» GIVEN TEXT:

Friendly Venom

Ever hang out with someone and feel anxious to get home? Does being around them make you feel drained, annoyed or stressed out? You’re not quite sure how it got like this, but you can’t shake the feeling you want to “break up with them”?

Toxic Friends.

They infiltrate your life like a searpeant, slithering their negativity in and unexpectedly smothering you with it.

Sometimes these friends were always bad news but you had your own issues that you never saw it coming. Or for whatever reason they may not have your best interests at heart, and you’re finally starting to notice. It could be possible time and change has caused this rift, but no matter what the circumstances, the odds are you might need to cut them loose; for your sake and theirs.

Here’s a handy guide to find out if you’ve been delaying the inevitable:

1. Being around them is supposed to be fun.

Usually they should make your day but now they only create an exhausting one. If you find that spending time with them doesn’t make great memories, then you might want to get some pest repellant.

2. My personal cheerleader.

Ask yourself: does this person support me? Do they inspire me or give me respect and ecouragement? If no, perhaps they’re really not your friend and you cling to each other for other reasons. A true friendship is like any form of real love, they want everything for you that you could ever dream for yourself, and they willingly help you get there.

3. Drama, drama, drama.

At least once a week they call you with some woe-is-me story that won’t end. Their relationship, their job, their apartment, basically whatever event that shows up in their life becomes a of tale tribulation and struggle.

4. Negative Nancy.

» SUPPLIED ENTRIES:
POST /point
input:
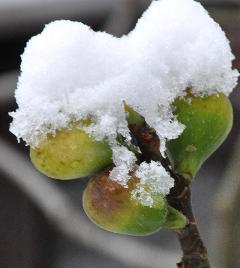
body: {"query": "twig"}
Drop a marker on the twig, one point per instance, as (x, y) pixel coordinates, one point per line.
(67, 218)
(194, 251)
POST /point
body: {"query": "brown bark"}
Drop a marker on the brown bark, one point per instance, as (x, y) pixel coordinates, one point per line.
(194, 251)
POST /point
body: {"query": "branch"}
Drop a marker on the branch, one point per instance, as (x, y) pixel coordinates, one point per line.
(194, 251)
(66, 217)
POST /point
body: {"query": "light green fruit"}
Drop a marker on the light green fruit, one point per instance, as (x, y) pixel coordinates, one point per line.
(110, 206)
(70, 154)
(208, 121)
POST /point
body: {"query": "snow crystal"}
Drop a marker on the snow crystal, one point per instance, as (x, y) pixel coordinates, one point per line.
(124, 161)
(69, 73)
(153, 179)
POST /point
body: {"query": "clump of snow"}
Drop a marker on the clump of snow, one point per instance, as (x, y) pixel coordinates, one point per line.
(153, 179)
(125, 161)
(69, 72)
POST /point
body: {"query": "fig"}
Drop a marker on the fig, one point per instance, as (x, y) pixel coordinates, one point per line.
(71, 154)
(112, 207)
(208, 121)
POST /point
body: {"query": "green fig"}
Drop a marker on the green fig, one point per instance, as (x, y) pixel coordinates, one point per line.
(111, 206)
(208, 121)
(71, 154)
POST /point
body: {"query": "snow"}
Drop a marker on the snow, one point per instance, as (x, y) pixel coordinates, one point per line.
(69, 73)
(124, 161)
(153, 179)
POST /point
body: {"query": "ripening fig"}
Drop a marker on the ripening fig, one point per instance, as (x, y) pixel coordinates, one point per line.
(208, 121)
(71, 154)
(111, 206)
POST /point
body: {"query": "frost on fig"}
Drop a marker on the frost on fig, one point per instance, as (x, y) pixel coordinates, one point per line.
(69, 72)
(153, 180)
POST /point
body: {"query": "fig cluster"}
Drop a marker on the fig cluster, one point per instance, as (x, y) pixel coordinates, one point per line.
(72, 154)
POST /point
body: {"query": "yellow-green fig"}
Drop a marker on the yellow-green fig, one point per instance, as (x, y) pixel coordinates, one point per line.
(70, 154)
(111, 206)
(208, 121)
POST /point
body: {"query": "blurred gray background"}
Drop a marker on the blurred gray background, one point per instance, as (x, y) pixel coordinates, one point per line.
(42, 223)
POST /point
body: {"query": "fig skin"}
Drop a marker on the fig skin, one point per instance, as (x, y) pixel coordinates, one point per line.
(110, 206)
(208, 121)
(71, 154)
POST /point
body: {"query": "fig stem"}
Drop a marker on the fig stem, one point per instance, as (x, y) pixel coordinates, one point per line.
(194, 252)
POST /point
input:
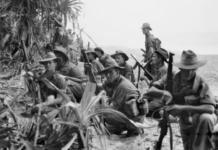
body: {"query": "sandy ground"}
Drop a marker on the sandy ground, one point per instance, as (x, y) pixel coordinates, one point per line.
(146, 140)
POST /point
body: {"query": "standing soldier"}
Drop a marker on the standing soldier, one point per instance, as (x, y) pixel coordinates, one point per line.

» WORK TASK 1:
In the guide to toxic friends, how often does the dramatic friend call with a woe-is-me story?
» WORK TASK 2:
Pick up the guide to toxic friends after its last heading, "4. Negative Nancy."

» TASK OUTPUT 1:
At least once a week.

» TASK OUTPUT 2:
The food is bad. The people are lame. The ride is too long. They never stop complaining and while you battle to remain positive, the fun-sucking energy coming from them still wins.

5. What it’s only been three months?

You haven’t seen each other in ages and you only make the effort when there’s nothing better to do. Or when you have the delusion to believe it’ll be fun this time. (But still, it never is.)

Relationships are supposed to enrich your life and make you a better person. They aren’t supposed to make you feel bad about yourself. Friendships should only enhance who you are becoming and improve the quality of your life.

The theory that what we don’t like in others is a reflection of what we don’t like in ourselves is hogwash. What we don’t like in those around us was once what we were, but now we can see it in others only because we’ve overcome it. It is only when we do something about our shortcomings do we really understand their affect on the world around us and when we carry the same problems as our neighbor we are usually too busy with our baggage to notice theirs.

Remember whatever you do with a toxic friend, be honest and kind, for they know that they not what they do.

You know, you’ve been there too.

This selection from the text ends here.